[TRY IT]:
Using the entries that follow, collect the lines where the word "fabric" appears.
____
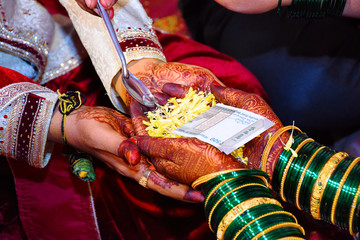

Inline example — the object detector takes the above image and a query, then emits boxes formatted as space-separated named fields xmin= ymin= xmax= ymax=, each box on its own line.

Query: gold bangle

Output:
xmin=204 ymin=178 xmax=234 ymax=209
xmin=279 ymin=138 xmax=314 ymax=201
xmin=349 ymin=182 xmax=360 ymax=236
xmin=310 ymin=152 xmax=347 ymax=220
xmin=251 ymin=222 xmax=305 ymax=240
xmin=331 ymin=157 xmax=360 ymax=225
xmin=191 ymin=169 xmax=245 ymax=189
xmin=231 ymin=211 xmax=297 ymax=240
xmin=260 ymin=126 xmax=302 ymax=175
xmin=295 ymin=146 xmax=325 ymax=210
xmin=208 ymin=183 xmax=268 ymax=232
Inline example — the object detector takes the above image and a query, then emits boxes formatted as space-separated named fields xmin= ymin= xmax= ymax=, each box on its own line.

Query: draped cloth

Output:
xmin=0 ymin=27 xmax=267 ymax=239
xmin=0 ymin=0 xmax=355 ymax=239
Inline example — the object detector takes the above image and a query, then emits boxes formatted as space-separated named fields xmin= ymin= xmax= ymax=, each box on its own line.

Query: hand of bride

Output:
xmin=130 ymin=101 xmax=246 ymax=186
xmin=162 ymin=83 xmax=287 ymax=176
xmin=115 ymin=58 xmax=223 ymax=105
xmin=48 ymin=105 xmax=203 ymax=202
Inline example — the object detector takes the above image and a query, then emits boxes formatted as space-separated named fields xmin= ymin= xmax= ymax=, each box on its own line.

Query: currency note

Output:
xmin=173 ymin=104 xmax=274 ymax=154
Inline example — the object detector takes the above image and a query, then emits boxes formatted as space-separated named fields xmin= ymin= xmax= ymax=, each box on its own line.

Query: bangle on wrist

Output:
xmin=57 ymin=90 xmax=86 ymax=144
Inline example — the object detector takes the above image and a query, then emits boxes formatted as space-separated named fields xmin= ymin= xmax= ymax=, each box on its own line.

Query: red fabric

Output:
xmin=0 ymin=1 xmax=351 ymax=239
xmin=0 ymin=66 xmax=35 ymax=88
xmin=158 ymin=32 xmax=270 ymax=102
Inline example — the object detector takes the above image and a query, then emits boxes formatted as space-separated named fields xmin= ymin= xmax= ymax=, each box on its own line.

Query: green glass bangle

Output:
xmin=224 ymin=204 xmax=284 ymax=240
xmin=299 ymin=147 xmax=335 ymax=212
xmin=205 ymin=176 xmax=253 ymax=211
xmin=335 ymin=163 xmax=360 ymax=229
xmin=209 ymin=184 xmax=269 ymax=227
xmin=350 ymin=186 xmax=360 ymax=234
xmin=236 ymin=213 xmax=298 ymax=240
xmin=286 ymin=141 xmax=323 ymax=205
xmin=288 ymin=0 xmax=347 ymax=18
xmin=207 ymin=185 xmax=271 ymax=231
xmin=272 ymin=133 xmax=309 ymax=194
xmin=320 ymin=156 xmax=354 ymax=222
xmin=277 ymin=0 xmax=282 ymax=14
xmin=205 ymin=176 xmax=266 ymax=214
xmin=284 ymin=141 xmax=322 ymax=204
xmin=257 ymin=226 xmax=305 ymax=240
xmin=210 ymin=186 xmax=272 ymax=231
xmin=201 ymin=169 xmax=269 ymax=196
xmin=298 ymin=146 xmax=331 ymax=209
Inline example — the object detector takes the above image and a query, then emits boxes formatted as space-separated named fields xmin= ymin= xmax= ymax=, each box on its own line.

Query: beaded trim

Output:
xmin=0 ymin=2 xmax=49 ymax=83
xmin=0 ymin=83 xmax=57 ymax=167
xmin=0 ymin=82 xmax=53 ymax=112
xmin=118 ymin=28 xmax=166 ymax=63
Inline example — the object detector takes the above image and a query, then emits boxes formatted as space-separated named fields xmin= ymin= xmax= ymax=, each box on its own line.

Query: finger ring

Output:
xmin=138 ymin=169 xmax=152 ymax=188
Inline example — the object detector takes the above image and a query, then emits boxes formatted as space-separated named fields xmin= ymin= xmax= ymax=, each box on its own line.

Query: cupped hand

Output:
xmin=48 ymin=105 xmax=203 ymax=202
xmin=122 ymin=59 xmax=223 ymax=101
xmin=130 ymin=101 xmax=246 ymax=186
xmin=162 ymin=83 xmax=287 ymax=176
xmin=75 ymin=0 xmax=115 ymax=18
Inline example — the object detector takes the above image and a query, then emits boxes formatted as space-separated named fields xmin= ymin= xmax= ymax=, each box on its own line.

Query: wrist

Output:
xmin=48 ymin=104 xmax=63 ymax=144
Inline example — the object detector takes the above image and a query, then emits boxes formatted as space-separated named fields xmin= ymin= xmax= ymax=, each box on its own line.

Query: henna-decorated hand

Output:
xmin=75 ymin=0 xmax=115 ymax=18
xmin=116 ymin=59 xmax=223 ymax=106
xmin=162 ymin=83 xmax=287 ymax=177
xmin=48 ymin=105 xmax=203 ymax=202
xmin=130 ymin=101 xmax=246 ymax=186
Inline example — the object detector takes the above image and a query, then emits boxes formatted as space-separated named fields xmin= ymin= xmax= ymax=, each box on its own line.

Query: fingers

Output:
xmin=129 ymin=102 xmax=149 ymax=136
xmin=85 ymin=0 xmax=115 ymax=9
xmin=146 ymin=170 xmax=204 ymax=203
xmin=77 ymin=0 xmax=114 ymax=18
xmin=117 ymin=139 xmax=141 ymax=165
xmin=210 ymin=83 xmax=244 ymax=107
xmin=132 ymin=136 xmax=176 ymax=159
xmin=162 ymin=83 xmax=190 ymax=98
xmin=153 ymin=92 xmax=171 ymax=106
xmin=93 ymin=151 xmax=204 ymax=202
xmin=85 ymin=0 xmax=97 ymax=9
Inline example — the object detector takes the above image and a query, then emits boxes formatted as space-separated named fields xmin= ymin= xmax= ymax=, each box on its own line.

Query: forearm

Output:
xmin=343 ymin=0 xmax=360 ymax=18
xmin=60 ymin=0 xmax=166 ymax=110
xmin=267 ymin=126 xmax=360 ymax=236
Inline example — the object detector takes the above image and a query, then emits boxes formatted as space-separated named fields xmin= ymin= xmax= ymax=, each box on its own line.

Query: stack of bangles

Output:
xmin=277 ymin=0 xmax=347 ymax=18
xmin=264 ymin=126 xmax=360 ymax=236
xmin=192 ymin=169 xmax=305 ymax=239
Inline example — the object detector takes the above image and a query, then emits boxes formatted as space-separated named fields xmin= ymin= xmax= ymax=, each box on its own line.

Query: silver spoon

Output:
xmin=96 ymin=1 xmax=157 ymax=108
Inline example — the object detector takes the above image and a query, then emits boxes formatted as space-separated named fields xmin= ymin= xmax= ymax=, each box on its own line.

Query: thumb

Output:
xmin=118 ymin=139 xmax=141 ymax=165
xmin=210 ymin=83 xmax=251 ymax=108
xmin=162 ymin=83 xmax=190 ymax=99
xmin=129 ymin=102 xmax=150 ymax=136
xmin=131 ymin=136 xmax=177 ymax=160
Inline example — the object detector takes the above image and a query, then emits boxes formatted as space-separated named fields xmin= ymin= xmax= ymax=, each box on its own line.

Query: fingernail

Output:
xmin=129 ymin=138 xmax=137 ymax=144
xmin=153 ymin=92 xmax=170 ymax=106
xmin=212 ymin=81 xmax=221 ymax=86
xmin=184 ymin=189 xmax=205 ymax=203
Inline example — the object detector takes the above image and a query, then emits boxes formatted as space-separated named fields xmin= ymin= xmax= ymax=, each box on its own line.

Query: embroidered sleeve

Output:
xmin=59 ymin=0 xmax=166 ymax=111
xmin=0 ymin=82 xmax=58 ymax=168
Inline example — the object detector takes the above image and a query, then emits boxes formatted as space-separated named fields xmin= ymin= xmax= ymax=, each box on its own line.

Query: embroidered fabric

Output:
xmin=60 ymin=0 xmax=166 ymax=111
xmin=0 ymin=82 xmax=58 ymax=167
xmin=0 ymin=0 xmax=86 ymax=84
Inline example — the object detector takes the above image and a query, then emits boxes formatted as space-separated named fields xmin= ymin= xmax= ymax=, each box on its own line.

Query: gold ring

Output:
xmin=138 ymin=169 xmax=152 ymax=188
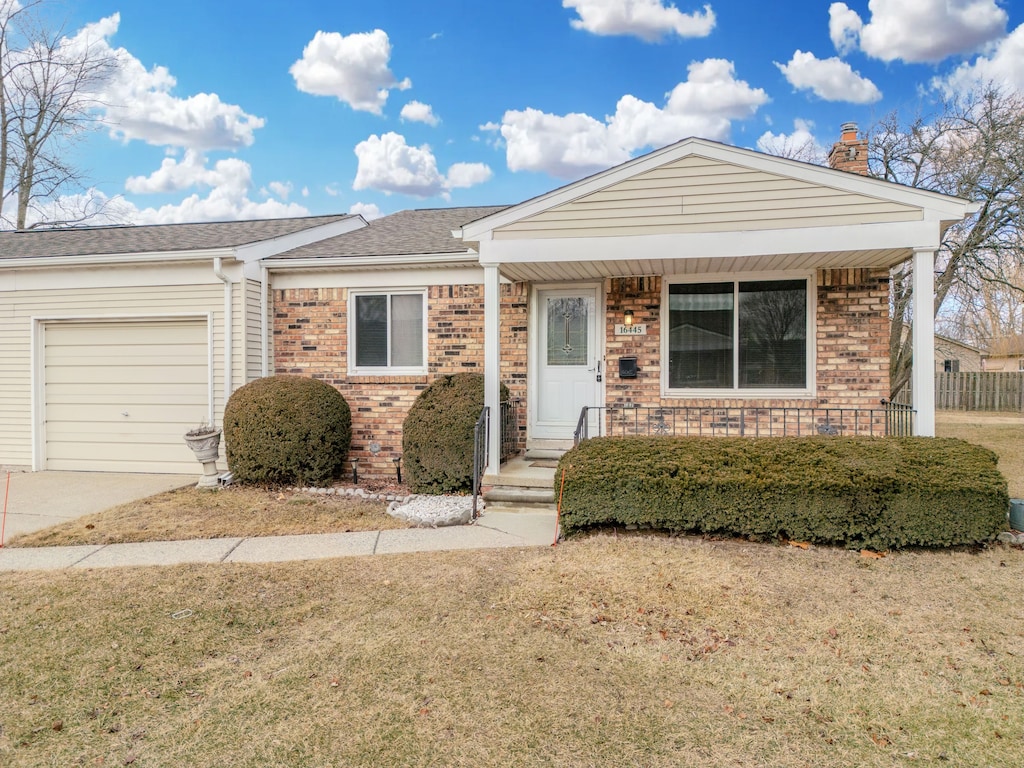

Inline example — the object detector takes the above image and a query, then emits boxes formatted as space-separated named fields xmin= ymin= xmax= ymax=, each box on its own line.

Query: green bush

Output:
____
[COMPLETED TASK]:
Query: red fabric
Query: embroidered fabric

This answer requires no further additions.